▸ **PROBLEM SET**:
A) In the t-test tutorial, which library is the test meant to be implemented with end-to-end?
B) Write the next part of the t-test tutorial, starting after its last bullet line.

# Student's t-test (one-sample, paired, two-sample)

A *t-test* answers a very specific question:

> **Is a mean (or mean difference) far enough from a reference value that it would be surprising if the true mean were actually that reference value?**

It’s the default tool for mean comparisons when:

- you have **numeric** data (measurements, scores, times, amounts)
- the population standard deviation $\sigma$ is **unknown** (almost always)
- sample sizes are **small to medium**, so estimating uncertainty matters

---

## Learning goals

By the end you should be able to:

- pick the right t-test variant (one-sample vs paired vs two-sample)
- compute the **t statistic** and **degrees of freedom** by hand
- understand and interpret **p-values** and **confidence intervals**
- implement the test end-to-end using **NumPy only** (no SciPy)
- use interactive Plotly visuals to build intuition


In [None]:
import math

import numpy as np
import plotly.express as px
import plotly.graph_objects as go
import os
import plotly.io as pio

pio.templates.default = "plotly_white"
pio.renderers.default = os.environ.get("PLOTLY_RENDERER", "notebook")

np.set_printoptions(precision=4, suppress=True)

rng = np.random.default_rng(42)


## 1) When do you use a t-test?

Use a t-test when you want to compare **means**:

- **One-sample**: “Is the mean different from a baseline?” (e.g., average delivery time vs SLA)

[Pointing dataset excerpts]

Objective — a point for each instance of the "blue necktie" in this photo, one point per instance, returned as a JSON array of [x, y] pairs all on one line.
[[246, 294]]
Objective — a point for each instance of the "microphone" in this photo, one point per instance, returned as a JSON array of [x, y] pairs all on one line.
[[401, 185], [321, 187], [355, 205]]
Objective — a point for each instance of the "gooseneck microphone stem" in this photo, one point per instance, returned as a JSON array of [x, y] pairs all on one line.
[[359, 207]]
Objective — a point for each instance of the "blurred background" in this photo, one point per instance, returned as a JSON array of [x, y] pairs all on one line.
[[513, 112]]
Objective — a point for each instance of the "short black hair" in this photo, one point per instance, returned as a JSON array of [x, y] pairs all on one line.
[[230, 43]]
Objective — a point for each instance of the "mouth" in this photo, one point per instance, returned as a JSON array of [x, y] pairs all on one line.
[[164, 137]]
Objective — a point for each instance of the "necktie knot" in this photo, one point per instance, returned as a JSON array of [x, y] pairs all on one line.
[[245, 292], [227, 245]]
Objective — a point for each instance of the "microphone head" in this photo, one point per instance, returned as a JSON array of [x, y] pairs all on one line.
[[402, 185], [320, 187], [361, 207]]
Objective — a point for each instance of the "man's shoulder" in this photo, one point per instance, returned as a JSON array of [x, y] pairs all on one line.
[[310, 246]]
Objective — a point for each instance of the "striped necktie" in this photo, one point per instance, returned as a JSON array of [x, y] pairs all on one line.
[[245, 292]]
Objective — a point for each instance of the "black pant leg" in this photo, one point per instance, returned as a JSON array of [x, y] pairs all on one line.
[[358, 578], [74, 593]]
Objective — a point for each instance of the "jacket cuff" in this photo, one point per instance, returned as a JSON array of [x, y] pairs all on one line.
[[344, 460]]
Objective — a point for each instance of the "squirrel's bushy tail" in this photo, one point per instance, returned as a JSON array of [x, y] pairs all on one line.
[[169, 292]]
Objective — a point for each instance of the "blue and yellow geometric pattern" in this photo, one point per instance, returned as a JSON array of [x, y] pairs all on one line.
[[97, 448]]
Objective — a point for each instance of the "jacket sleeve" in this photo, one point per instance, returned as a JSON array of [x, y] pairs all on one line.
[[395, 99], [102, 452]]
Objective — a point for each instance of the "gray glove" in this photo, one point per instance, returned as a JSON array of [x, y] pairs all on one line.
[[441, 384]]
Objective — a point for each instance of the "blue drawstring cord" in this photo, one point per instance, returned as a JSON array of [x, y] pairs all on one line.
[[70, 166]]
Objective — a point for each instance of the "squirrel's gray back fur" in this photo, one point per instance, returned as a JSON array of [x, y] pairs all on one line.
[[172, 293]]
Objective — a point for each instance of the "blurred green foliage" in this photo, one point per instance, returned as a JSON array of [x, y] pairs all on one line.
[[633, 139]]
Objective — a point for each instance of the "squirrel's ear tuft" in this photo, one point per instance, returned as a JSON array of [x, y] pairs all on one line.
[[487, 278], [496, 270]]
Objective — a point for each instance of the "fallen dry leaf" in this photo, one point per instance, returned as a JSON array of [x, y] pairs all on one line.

▸ **REPLIES**:
A) NumPy only, with no SciPy.

B)
- **Paired**: “Did the mean change within the same units?” (e.g., before/after intervention on the same users)
- **Two-sample**: “Are the group means different?” (e.g., A/B test: variant B vs A)

A t-test is *not* a general “difference detector”. It’s not ideal when:

- the data are **extremely skewed** or dominated by **outliers**
- you care about **medians** or **quantiles**, not means
- observations are **dependent** (e.g., time series without adjustments)

If those issues apply, consider robust or nonparametric alternatives (permutation tests, Wilcoxon/Mann–Whitney, trimmed-mean tests).


## 2) The three t-tests (same idea, different setup)

All t-tests have the same structure:

1. define a **null hypothesis** $H_0$ about a mean (or mean difference)
2. compute a **t statistic** = (estimate − null value) / (estimated standard error)
3. use the **Student t distribution** to measure how “extreme” that statistic is

### Quick reference

| Test | What is the parameter? | Typical $H_0$ |
|---|---|---|
| One-sample | mean $\mu$ | $\mu = \mu_0$ |
| Paired | mean difference $\mu_d$ | $\mu_d = 0$ |
| Two-sample (Welch) | mean difference $\mu_1 - \mu_2$ | $\mu_1 - \mu_2 = 0$ |

**Rule of thumb**: for two independent groups, prefer **Welch’s t-test** (it does *not* assume equal variances).


## 3) Hypothesis testing vocabulary (and what it *actually* means)

- $H_0$ (**null**): the “no effect / no difference” statement you test.
- $H_1$ (**alternative**): what you’ll believe if the data are inconsistent with $H_0$.
- $\alpha$ (**significance level**): a chosen false-positive rate (often 0.05).
- **p-value**: under $H_0$, the probability of observing a test statistic **at least as extreme** as what you got.

Important interpretation points:

- A p-value is **not** “the probability $H_0$ is true”.
- A small p-value means the data are **unlikely under $H_0$**.
- A large p-value does **not** prove “no effect”; it may mean “not enough evidence”.

A good habit: always pair the p-value with a **confidence interval (CI)** and an **effect size**.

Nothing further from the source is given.